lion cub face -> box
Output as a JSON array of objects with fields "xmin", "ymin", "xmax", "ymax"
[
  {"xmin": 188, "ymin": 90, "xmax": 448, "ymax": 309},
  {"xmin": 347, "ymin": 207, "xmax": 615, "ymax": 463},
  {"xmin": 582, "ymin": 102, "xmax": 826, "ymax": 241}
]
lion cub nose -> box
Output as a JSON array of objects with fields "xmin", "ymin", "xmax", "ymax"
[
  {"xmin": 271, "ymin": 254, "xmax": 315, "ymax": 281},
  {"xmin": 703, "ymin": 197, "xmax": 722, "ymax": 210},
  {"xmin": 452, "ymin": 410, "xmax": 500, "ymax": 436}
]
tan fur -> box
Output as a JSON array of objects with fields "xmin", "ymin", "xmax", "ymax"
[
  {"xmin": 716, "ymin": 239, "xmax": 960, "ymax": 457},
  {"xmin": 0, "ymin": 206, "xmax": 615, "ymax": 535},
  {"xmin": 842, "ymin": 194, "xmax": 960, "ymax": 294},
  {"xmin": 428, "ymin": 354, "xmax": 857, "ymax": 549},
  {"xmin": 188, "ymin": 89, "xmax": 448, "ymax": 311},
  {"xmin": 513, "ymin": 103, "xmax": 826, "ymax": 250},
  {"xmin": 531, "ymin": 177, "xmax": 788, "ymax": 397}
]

########

TASK ITEM: Everything in the listing should be transcribed exactly.

REPLY TO THE EXERCISE:
lion cub face -> box
Output as a JSON array of objects with fields "xmin", "ymin", "xmax", "ymax"
[
  {"xmin": 188, "ymin": 90, "xmax": 448, "ymax": 309},
  {"xmin": 347, "ymin": 207, "xmax": 615, "ymax": 463},
  {"xmin": 582, "ymin": 102, "xmax": 826, "ymax": 241}
]
lion cub nose -> box
Output as a JSON array of objects with fields "xmin", "ymin", "xmax", "ymax"
[
  {"xmin": 271, "ymin": 254, "xmax": 315, "ymax": 281},
  {"xmin": 703, "ymin": 197, "xmax": 722, "ymax": 210},
  {"xmin": 452, "ymin": 410, "xmax": 500, "ymax": 436}
]
tan fur -> box
Output as a JSON array of objects with fields "xmin", "ymin", "xmax", "ymax"
[
  {"xmin": 716, "ymin": 239, "xmax": 960, "ymax": 457},
  {"xmin": 0, "ymin": 206, "xmax": 615, "ymax": 535},
  {"xmin": 842, "ymin": 194, "xmax": 960, "ymax": 294},
  {"xmin": 428, "ymin": 354, "xmax": 857, "ymax": 549},
  {"xmin": 188, "ymin": 89, "xmax": 448, "ymax": 311},
  {"xmin": 513, "ymin": 103, "xmax": 826, "ymax": 250},
  {"xmin": 531, "ymin": 177, "xmax": 788, "ymax": 397}
]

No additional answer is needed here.